Write the entries out in full, matching them exactly.

---- Records to use

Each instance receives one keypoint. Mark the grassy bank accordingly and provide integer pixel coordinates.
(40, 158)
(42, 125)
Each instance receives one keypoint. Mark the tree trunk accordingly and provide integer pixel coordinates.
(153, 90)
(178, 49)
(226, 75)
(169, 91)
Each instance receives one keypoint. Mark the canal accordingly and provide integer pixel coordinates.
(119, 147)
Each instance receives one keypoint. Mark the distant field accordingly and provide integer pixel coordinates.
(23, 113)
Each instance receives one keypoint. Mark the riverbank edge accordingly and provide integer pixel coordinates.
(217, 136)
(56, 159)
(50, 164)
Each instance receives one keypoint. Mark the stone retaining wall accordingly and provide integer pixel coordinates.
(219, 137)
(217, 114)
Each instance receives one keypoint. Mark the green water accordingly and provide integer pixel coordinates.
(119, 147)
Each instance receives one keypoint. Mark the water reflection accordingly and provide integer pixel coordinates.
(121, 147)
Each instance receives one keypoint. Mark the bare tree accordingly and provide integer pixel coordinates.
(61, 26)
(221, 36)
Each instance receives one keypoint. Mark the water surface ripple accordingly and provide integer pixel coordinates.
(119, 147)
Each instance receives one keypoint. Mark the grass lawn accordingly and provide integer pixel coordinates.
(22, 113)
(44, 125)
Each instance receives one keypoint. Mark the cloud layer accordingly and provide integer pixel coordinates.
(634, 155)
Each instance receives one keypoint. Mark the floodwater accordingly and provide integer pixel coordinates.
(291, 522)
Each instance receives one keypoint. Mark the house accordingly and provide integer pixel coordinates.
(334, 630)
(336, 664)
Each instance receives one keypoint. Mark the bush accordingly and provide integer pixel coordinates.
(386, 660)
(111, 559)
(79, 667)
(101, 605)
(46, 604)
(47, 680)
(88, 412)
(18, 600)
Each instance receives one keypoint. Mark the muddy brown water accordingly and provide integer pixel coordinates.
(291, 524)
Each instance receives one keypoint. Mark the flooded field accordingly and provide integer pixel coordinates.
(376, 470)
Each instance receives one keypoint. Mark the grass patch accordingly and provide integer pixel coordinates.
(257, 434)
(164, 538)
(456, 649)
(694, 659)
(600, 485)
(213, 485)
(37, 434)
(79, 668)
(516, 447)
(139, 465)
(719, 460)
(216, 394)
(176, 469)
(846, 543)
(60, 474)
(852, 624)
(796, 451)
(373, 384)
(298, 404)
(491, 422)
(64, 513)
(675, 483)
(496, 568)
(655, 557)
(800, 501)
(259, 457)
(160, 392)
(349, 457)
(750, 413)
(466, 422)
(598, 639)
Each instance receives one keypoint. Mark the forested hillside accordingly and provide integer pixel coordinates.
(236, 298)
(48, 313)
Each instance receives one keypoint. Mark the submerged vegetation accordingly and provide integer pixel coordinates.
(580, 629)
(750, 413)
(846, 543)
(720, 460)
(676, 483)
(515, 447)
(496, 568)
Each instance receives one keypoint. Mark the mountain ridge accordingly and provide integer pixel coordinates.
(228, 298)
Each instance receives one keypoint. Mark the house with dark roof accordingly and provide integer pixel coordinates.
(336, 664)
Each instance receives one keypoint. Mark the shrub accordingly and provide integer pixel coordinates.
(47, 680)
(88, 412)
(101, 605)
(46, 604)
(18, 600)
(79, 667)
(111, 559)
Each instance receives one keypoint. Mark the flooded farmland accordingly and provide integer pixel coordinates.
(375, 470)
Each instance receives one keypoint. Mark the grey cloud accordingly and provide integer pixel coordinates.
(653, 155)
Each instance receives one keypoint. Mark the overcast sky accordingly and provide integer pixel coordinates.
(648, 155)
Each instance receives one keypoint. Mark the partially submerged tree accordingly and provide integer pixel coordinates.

--------

# Answer to this task
Each instance receives one keypoint. Mark the grassy bank accordingly and provide integer pixel coordinates.
(40, 158)
(42, 125)
Each instance receives one keypoint. Mark the tree trunk accordingly and provide integer pixel coordinates.
(153, 90)
(178, 49)
(226, 75)
(169, 91)
Each instance receives one keypoint. Mark the canal accordingly and provide integer pixel coordinates.
(119, 147)
Each instance receives one keypoint. Mark the distant field accordingly and provide integer pixel coordinates.
(23, 113)
Each instance receives one keypoint. Mark the riverbank edge accordingly and provide integer pixel coordinates.
(217, 136)
(56, 159)
(50, 164)
Each instance receives one keypoint. Mark the stone retaining wall accordingly and provide integer pixel coordinates.
(219, 137)
(217, 114)
Each instance receives one keypoint. Mark the green water accordingly and provide integer pixel coordinates.
(119, 147)
Each instance receives one keypoint. Mark the water reflection accordingly and provide integer pixel coordinates.
(121, 147)
Each instance receives one keypoint. Mark the bare tree accordingly and provide integer pixel coordinates.
(61, 26)
(221, 36)
Each instance receives one keypoint. Mark the water surface ripple accordingly and provide integer pixel coordinates.
(119, 147)
Each instance receives one keypoint. Mark the grass lawn accordingly and provide integer pixel coordinates.
(22, 113)
(44, 125)
Each instance receives one keypoint. Mark the cloud layer accordingly and provide integer pixel coordinates.
(634, 155)
Each instance receives one keypoint. Mark the floodwater accordingly and provide integer pixel coordinates.
(291, 522)
Each instance receives one keypoint. Mark the house accordingly and provide integer pixel coordinates.
(334, 630)
(336, 664)
Each instance receives one keypoint. Mark the bush accordingly and provide integer pixel coordinates.
(386, 660)
(111, 559)
(79, 667)
(101, 605)
(46, 604)
(47, 680)
(88, 412)
(18, 600)
Each instance receives one keypoint. Mark the muddy brown water accordingly and provide integer pixel coordinates.
(291, 524)
Each instance receives one keypoint. Mark the flooded field accordingly and provide integer pixel coordinates.
(376, 470)
Each instance receives one keypoint. Mark the grass patch accordingly and provide integer pixel coordinates.
(257, 434)
(164, 538)
(456, 649)
(694, 659)
(600, 485)
(213, 485)
(37, 434)
(79, 668)
(516, 447)
(139, 465)
(719, 460)
(216, 394)
(176, 469)
(846, 543)
(60, 474)
(852, 624)
(796, 451)
(373, 384)
(298, 404)
(491, 422)
(64, 513)
(675, 483)
(496, 568)
(655, 557)
(800, 501)
(259, 457)
(160, 392)
(349, 457)
(750, 413)
(466, 422)
(598, 639)
Each instance receives one keypoint. Mark the forested hillside accordingly and provide integer pixel coordinates.
(236, 298)
(48, 313)
Each instance receives one keypoint. Mark the submerged vegetation accordingly and provide integer pixel coordinates.
(580, 629)
(750, 413)
(846, 543)
(720, 460)
(676, 483)
(515, 447)
(496, 568)
Each instance receives one keypoint. Mark the mountain ridge accordingly and provide integer pixel coordinates.
(228, 298)
Each instance receives one keypoint. Mark the house with dark roof accordingly and provide integer pixel coordinates.
(336, 664)
Each instance receives one keypoint. Mark the shrub accordingly and provide integer pixel coordinates.
(47, 680)
(88, 412)
(101, 605)
(46, 604)
(18, 600)
(79, 667)
(111, 559)
Each instance receives one keypoint. Mark the flooded farmland accordingly and provide integer pixel coordinates.
(375, 470)
Each instance receives one keypoint. Mark the grey cloud accordingly and provide integer pixel coordinates.
(653, 155)
Each instance receives one keypoint. Mark the overcast sky accordingly and provide integer pixel coordinates.
(648, 155)
Each instance receives one keypoint. Mark the partially submerged tree accordingly and provide integer pixel coordinates.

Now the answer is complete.